(Dataset rows)
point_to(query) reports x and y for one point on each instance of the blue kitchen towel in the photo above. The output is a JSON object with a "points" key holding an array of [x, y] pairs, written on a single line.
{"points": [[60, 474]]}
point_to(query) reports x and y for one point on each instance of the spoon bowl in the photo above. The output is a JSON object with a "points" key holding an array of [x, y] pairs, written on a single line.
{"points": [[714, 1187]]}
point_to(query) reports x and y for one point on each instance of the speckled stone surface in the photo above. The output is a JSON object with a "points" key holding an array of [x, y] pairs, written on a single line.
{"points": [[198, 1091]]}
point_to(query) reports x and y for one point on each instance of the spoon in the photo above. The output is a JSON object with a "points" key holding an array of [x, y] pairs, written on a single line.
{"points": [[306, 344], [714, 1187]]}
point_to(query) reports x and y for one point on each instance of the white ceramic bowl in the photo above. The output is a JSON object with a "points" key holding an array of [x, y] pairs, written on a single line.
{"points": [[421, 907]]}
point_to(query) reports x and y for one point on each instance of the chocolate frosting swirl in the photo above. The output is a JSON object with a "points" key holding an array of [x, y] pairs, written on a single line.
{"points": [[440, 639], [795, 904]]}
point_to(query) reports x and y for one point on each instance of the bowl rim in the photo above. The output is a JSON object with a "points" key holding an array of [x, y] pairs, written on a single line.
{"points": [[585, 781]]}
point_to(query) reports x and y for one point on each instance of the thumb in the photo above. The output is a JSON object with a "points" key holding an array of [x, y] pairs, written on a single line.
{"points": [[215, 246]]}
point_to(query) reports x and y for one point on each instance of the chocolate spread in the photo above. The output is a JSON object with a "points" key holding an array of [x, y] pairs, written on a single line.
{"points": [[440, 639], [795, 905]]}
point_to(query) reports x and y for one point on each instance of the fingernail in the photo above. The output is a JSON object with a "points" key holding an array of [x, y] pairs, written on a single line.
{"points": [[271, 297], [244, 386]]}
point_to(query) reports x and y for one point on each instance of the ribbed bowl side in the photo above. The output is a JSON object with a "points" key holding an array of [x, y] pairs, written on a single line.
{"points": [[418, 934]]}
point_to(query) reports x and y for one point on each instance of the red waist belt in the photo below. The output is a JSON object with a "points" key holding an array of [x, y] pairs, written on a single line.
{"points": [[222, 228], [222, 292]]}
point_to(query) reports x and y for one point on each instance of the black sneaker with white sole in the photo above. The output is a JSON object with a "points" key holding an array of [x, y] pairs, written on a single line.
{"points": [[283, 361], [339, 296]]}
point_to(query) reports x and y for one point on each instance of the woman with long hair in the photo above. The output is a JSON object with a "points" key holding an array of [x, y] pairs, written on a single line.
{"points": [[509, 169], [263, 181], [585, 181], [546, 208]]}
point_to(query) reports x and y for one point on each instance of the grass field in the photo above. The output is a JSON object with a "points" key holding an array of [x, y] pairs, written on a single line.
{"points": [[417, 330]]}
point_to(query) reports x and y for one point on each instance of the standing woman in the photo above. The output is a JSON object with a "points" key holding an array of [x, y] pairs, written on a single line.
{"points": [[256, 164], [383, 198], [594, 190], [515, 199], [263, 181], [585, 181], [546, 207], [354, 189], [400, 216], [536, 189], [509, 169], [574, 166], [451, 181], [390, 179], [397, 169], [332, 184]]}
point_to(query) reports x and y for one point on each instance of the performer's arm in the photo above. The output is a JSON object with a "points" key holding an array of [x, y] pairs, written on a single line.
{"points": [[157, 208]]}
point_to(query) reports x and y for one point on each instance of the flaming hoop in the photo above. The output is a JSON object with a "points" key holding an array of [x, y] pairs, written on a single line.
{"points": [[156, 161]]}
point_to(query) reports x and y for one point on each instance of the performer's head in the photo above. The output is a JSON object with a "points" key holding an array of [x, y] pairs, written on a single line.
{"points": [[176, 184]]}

EXERCISE: Every record above must be duplicated exactly.

RESULT OF THIS EXERCISE:
point_to(query) reports x and y for one point on each instance of the blue kitchen towel in the photo above. The output is a JSON object with a "points" key holding an array of [x, y] pairs, written on a single line.
{"points": [[60, 474]]}
point_to(query) reports x and y for one point on each instance of the spoon bowl in the photo above. The output is a JSON object with a "points" key holding an array of [x, y] pairs, written on a single line.
{"points": [[714, 1187]]}
point_to(query) reports x and y for one point on each instance of the speckled stone surface in the photo above. The output is a JSON object with a "points" key holding an array of [x, y] pairs, written on a single line.
{"points": [[198, 1091]]}
point_to(query) reports x and y for one point on each instance of the spoon in the photo above. The output is a JSON object with a "points" key holding an array of [x, y] pairs, written on a single line.
{"points": [[306, 344], [714, 1187]]}
point_to(query) reports x and y for one point on each instance of the white ceramic bowl in the photo above. The output is a JSON object with a "points" key holding an array of [x, y] pairs, written on a single line.
{"points": [[421, 907]]}
point_to(query) reports x and y for one point on each instance of the chocolate frosting swirl in the photo above. The output is a JSON object with a "points" key holding an array of [x, y] pairs, written on a single line.
{"points": [[440, 639], [795, 904]]}
point_to(query) reports x and y for one point on each instance of the bowl rim in the photo above. The output is a JSON object with a "points" key holding an array of [x, y] pairs, written on a single line.
{"points": [[585, 781]]}
point_to(query) reports x and y for one point on each instance of the thumb in the photo above. The output is a JSON object with a "points" key holding an array of [x, y] pairs, written on a single line.
{"points": [[215, 246]]}
point_to(query) reports x and y for one point on each instance of the chocolate spread in the photo above. The output is a JSON object with a "points" key holding an array of [x, y] pairs, written on a single line.
{"points": [[440, 639], [795, 905]]}
point_to(query) reports x and y for one point on each instance of the fingernail in the photo above. The output is a JSON object with a "points" key holding an array of [x, y] pairs, written on a single line.
{"points": [[271, 297], [244, 386]]}
point_to(query) reports x and y for one point on each instance of the ribbed bowl side in the photo above. The output is a JSON object with a "points" key holding an array of [x, y] pairs, written on a single line.
{"points": [[418, 934]]}
point_to(query) reports x and y for one point on each instance of the red waist belt in the photo below. The output is a JSON object with a "points" key holding an array of [x, y] pairs, written on a single line.
{"points": [[222, 228], [222, 292]]}
point_to(query) reports x and y for one point on each instance of the black sneaker with white sole in the photo above. The output is a JSON object with a "points" key holding an array of [x, y] pairs, written on a single line.
{"points": [[283, 361], [339, 296]]}
point_to(query) reports x and y for one point on each instance of the woman with long hair in the photo above. The output is a JSON object with a "points" key holding an array of [x, y] pairs, written on a single line.
{"points": [[509, 169], [263, 181], [585, 181], [546, 208]]}
point_to(query) reports x and y for one point on each instance of the grass field in the photo above. The output is a JSON object with a "points" key holding an array of [x, y] pairs, written on a single line.
{"points": [[417, 330]]}
point_to(query) reports x and y for one point on each instance of the standing woman in the photo above. The output is a JSON object with a "points" key holding an array of [x, y] pairs, written on a single line.
{"points": [[256, 164], [383, 198], [594, 190], [515, 199], [263, 181], [585, 181], [546, 207], [354, 189], [400, 216], [536, 189], [509, 169], [574, 166], [451, 181], [390, 179], [397, 169], [332, 184]]}
point_to(query) reports x and y for one point on each instance of the performer's arm in the photo above. The output is a JSON object with a "points" key holding an array of [x, y] pairs, written on a single line.
{"points": [[157, 208]]}
point_to(query) reports x and y for one point on each instance of the flaming hoop in the photo above. The output is a JSON object with a "points" key holding an array of [x, y] pairs, written on a single line.
{"points": [[156, 161]]}
point_to(query) reports x and y for one point on each instance of the performer's head in the photo above. The output is a JSON object with a "points" key holding an array of [x, y] pairs, written on a single line.
{"points": [[176, 184]]}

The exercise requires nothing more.